What to work on: Rewrite the items from the line containing "Flashcard task. Put a dot on each instance of the boulder" through the final item, keeping every request, and shift each x and y coordinate in the answers by adding 34.

Entries supplied:
____

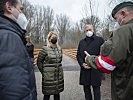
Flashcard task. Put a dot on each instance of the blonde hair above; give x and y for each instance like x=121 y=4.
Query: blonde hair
x=48 y=37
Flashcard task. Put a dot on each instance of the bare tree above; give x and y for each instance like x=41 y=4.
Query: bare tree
x=62 y=24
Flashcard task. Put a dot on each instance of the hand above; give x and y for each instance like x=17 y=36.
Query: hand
x=86 y=66
x=87 y=54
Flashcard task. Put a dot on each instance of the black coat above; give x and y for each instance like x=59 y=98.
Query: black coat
x=92 y=46
x=17 y=79
x=30 y=49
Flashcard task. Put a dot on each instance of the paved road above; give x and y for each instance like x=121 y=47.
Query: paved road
x=73 y=91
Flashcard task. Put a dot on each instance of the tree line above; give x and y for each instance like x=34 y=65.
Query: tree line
x=42 y=20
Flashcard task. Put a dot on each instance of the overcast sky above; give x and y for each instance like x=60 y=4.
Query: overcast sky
x=71 y=8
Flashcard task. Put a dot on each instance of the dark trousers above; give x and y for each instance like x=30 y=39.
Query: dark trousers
x=56 y=97
x=88 y=94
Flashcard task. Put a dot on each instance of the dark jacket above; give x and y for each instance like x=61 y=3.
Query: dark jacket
x=49 y=64
x=92 y=46
x=118 y=53
x=17 y=79
x=30 y=49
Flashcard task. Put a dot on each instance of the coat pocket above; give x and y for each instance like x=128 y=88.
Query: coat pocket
x=49 y=73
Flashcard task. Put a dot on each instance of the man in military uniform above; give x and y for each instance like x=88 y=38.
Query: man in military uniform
x=116 y=54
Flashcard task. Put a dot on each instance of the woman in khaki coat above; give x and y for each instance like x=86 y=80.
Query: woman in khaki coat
x=49 y=64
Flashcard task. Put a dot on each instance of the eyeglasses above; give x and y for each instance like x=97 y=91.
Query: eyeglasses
x=88 y=30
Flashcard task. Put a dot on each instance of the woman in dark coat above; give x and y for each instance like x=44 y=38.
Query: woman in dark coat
x=89 y=77
x=49 y=64
x=30 y=48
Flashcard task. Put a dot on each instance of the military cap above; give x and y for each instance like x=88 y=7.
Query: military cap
x=120 y=6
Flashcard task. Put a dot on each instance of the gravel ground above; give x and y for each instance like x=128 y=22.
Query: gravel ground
x=72 y=90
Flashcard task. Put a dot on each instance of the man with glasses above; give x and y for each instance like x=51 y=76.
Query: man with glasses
x=17 y=79
x=116 y=55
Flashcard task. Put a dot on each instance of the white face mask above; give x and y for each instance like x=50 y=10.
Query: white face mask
x=116 y=26
x=22 y=21
x=89 y=33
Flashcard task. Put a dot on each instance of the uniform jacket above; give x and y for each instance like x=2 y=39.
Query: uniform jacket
x=92 y=46
x=49 y=64
x=17 y=79
x=117 y=52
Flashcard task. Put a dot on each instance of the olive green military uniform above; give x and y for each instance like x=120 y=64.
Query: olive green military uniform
x=49 y=64
x=118 y=52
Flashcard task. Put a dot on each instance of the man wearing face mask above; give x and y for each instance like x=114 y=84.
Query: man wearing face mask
x=116 y=55
x=89 y=77
x=17 y=79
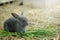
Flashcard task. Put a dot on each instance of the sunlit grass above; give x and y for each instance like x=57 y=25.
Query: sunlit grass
x=40 y=32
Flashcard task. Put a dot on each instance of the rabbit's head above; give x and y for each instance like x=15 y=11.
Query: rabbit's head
x=22 y=20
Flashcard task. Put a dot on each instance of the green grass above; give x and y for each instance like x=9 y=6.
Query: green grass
x=40 y=32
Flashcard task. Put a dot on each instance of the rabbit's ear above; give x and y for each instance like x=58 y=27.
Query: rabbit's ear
x=15 y=15
x=22 y=13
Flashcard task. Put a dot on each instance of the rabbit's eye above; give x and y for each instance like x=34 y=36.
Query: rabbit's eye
x=23 y=20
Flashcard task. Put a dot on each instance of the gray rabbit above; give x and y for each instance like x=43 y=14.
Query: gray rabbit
x=16 y=23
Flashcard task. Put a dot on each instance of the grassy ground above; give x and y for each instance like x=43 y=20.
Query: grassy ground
x=43 y=22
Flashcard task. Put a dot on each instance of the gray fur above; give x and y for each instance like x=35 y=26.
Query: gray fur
x=16 y=24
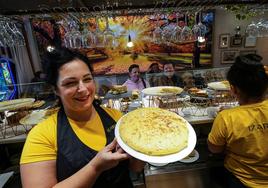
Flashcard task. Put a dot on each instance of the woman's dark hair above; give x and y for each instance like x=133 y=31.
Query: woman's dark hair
x=132 y=67
x=52 y=62
x=248 y=74
x=153 y=64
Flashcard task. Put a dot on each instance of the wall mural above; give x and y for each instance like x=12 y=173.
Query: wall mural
x=155 y=38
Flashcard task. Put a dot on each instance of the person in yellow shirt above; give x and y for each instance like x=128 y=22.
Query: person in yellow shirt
x=241 y=132
x=75 y=147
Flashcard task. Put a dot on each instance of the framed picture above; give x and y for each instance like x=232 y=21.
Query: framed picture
x=228 y=56
x=250 y=41
x=236 y=41
x=224 y=40
x=245 y=52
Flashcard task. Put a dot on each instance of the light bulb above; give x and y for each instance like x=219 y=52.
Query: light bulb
x=130 y=44
x=201 y=39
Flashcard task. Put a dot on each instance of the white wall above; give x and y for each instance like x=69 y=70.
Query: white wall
x=225 y=22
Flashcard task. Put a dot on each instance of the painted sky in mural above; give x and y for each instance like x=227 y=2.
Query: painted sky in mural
x=152 y=37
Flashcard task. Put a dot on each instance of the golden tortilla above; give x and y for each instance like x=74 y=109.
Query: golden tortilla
x=154 y=131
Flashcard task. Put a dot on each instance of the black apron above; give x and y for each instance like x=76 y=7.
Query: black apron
x=73 y=154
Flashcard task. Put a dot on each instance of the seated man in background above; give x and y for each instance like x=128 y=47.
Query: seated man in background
x=135 y=81
x=169 y=78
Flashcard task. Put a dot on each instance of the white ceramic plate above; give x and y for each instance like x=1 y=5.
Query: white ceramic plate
x=191 y=159
x=159 y=164
x=158 y=91
x=159 y=159
x=218 y=86
x=15 y=104
x=33 y=118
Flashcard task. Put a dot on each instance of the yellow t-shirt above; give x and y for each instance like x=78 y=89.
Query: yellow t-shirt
x=41 y=143
x=244 y=132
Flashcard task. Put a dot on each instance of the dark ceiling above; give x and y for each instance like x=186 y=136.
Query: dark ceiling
x=10 y=7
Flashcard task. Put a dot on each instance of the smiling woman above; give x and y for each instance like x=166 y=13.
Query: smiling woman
x=74 y=146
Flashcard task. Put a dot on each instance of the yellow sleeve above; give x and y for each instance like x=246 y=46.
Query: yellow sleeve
x=115 y=114
x=218 y=133
x=41 y=142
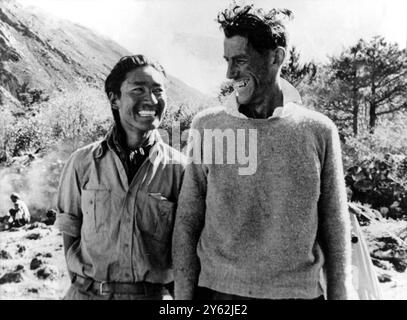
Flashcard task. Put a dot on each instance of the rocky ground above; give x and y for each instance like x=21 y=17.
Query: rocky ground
x=32 y=264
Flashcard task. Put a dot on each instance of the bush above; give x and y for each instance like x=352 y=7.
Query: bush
x=382 y=183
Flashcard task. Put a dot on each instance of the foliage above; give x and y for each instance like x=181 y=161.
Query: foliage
x=381 y=182
x=71 y=119
x=175 y=123
x=376 y=166
x=295 y=72
x=29 y=97
x=367 y=81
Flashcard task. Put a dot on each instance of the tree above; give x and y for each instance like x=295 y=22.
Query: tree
x=364 y=82
x=385 y=67
x=347 y=69
x=295 y=72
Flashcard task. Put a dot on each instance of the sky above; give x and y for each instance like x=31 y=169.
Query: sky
x=184 y=37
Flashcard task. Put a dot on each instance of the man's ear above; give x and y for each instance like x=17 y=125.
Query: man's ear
x=279 y=56
x=113 y=100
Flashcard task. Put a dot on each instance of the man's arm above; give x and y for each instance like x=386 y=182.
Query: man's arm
x=189 y=222
x=69 y=217
x=68 y=242
x=334 y=222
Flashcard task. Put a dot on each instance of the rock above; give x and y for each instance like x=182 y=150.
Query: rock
x=384 y=277
x=37 y=225
x=5 y=255
x=10 y=277
x=47 y=272
x=399 y=265
x=45 y=255
x=19 y=267
x=33 y=236
x=386 y=265
x=36 y=263
x=21 y=248
x=51 y=217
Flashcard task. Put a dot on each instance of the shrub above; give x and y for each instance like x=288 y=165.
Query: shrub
x=382 y=183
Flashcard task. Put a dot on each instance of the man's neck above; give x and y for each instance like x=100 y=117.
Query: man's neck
x=271 y=99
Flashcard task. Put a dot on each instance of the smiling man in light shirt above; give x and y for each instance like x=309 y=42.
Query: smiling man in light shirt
x=268 y=234
x=117 y=197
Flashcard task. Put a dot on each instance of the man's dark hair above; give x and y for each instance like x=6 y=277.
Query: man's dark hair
x=127 y=63
x=264 y=30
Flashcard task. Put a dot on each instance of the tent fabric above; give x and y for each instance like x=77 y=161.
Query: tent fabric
x=364 y=277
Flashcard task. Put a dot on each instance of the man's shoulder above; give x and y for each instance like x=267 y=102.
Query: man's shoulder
x=209 y=115
x=174 y=155
x=314 y=118
x=83 y=153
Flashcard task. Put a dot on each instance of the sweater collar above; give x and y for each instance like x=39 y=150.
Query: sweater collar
x=290 y=94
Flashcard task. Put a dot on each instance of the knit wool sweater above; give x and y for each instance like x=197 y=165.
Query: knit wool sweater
x=266 y=234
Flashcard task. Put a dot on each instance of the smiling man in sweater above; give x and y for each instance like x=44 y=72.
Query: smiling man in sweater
x=266 y=234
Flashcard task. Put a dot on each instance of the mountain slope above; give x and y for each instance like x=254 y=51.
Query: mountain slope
x=39 y=52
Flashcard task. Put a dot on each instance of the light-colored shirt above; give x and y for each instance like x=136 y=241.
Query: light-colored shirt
x=124 y=228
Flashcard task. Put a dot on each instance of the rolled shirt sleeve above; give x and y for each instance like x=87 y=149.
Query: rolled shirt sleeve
x=69 y=218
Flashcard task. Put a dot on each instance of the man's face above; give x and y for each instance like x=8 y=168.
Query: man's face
x=248 y=68
x=143 y=100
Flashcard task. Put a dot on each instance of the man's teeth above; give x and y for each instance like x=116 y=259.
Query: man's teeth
x=145 y=113
x=241 y=83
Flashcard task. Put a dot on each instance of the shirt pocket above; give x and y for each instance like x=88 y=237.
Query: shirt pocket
x=157 y=218
x=96 y=204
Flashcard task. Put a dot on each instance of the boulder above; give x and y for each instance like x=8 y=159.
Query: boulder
x=5 y=255
x=21 y=249
x=36 y=225
x=384 y=277
x=33 y=236
x=36 y=263
x=14 y=276
x=47 y=272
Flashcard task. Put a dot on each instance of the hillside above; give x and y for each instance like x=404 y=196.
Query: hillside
x=40 y=52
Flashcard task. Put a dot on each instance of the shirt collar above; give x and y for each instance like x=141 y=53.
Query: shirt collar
x=113 y=140
x=290 y=94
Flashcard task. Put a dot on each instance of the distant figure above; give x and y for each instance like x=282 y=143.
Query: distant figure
x=19 y=215
x=51 y=217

____

Solved exercise:
Flashcard task. Put a dot on each instance of the boulder above; give x and y for each instance like x=8 y=159.
Query: boulder
x=39 y=289
x=55 y=283
x=70 y=259
x=418 y=311
x=67 y=270
x=70 y=297
x=48 y=310
x=81 y=306
Flashcard task. Put a dot on each instance of the hillside above; give x and y for each instance like x=404 y=196.
Query: hillside
x=74 y=86
Flashcard task. Put a dot on each instance of the shirt collar above; give x and y for each instance like x=141 y=53.
Query: shirt collar
x=147 y=174
x=324 y=128
Flashcard task. Put a dot on each instance of the distant figure above; give x and y for each instance like x=282 y=143.
Query: distant figure
x=53 y=249
x=85 y=251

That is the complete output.